Problem description:
In the abstract on duplex Doppler ultrasonography in renal colic, what are all the series of patients the study found, and how many cases are in each?

Value of duplex Doppler ultrasonography in renal colic.

Eur Urol 2002 Jan;41(1):71-8

Department of Urology, Saint John Emergency Hospital, Bucharest, Romania.

Objectives: The aim of our study was to determine the value of duplex Doppler ultrasonography (DDU) in the patients' evolution with renal colic. The study of the resistive index (RI), difference of the RI (ARI) associated with a DDU intravesical recording (ureteral jets) were compared with renographic findings in renal colic.

Patients And Methods: Between October 1998 and January 2001 we studied 377 cases with suspected renal colic by intravenous pyelography (IVP), grey-scale ultrasonography and DDU with determination of the RI, the difference between the RI of ipsilateral and contralateral kidneys (ARI) and the amplitude (maximum length of the intravesical ureteral jet), velocity and frequency of the urine bolus. We considered normal values RI < or = 0.70 and ARI < or = 0.06. VP was used as a referee investigation and the ureteral intravesical jets were determined in standard conditions. All patients came to the hospital between 4 and 12 h after the onset of the renal colic.

Results: We found four series of patients: 1, acute (complete) obstructed kidney (IVP nonfunctional) and dilatation at normal grey-scale, with normal contralateral kidney (n = 153). In this series we found RI > 0.70 in 87%, RI > 0.06 in 90% and absent ureteral intravesical jet of the obstructed kidney site in 89%; 2, acute (complete) obstructed kidney (IVP nonfunctional) without abnormalities at normal grey-scale, with normal contralateral kidney (n = 57). In this series we found RI > or = 0.70 in 73.5%, deltaRI > 0.06 in 82.5% of patients, absent or asymmetric ureteral intravesical jet in 80.7% of cases; 3, incomplete obstructed kidney (IVP with various degree of ureterohydronephrosis) with normal contralateral kidney (n = 96). In this series we found RI > or = 0.70 in 58.3% and deltaRI > 0.06 in 64.5% of patients, asymmetric ureteral intravesical jets in 74% of cases; 4, normal both kidneys normal IVP) were found in 71 cases (18.8%). In this series we found RI < 0.70 in 80.2%, deltaRI < or = 0.06 in 89% of cases, normal ureteral intravesical jets in 93% of cases. The mean RI was 0.76 (0.05) in 306 obstructed kidneys, significantly higher than the mean RI of 0.62 (0.05) in 448 normal kidneys (P < 0.001). The ARI in patients with obstruction was significantly higher than in patients with normal both kidneys, at 0.08 (0.05) and -0.001 (0.03), respectively (P < 0.001). The RI was sensitive in 75.5% and specific in 92.5% and ARI was sensitive in 80.7% and specific in 95.7% (versus IVP, considered the referee value). The presence of the intravesical ureteral jets of the renal colic side, associated with the values of RI (RI < or = 0.70) and deltaRI (deltaRI < or = 0.06), was followed by spontaneous passage of the stones in 71% of cases.

Conclusions: Renal DDU and consecutively, intravesical evaluation of ureteral jets could detect acute renal obstruction and, as a functional investigation, could have a predictive value regarding the ureteral stones passage. It could replace the IVP, being a sensitive and highly specific test.

Material supplied:
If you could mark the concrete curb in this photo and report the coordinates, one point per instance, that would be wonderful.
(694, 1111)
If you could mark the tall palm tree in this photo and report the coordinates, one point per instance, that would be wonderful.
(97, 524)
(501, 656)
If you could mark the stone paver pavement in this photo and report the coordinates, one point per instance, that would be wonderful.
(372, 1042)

==

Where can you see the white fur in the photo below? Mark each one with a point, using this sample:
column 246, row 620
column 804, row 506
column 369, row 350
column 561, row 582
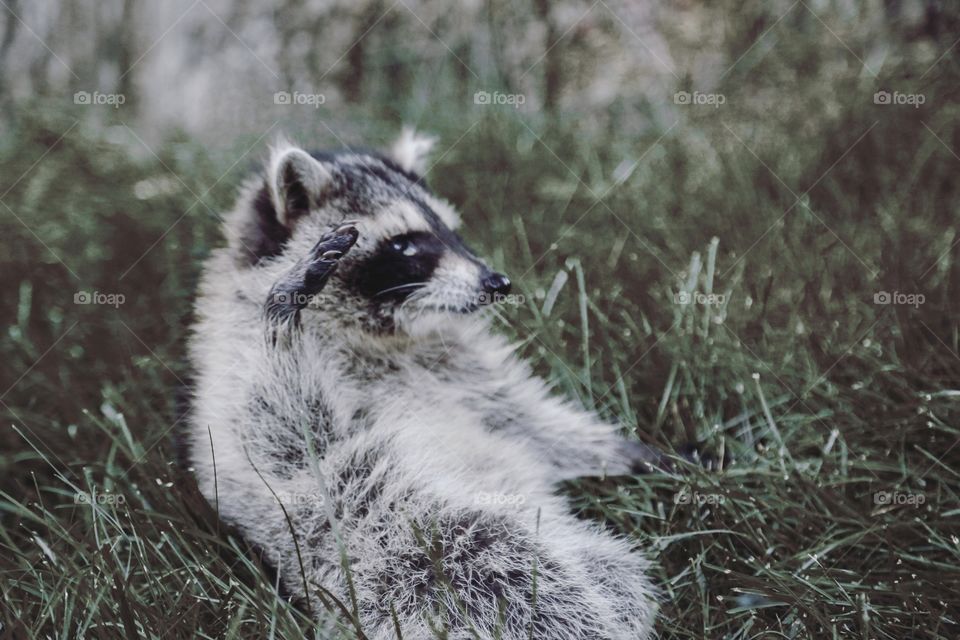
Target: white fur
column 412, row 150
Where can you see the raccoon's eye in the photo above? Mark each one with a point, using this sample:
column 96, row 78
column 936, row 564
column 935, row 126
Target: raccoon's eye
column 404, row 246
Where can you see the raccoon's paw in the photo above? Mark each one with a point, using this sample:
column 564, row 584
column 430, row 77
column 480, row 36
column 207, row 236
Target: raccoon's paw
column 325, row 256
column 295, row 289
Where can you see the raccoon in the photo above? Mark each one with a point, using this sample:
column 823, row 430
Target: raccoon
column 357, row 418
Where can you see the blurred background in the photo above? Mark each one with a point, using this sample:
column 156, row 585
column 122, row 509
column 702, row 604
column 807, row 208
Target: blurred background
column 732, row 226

Task solution:
1. Acute (complete) obstructed kidney (IVP nonfunctional) with dilatation at grey-scale and a normal contralateral kidney: 153 cases
2. Acute (complete) obstructed kidney (IVP nonfunctional) without abnormalities at grey-scale and with a normal contralateral kidney: 57 cases
3. Incomplete obstructed kidney (IVP with various degree of ureterohydronephrosis) with a normal contralateral kidney: 96 cases
4. Both kidneys normal (normal IVP): 71 cases (18.8%)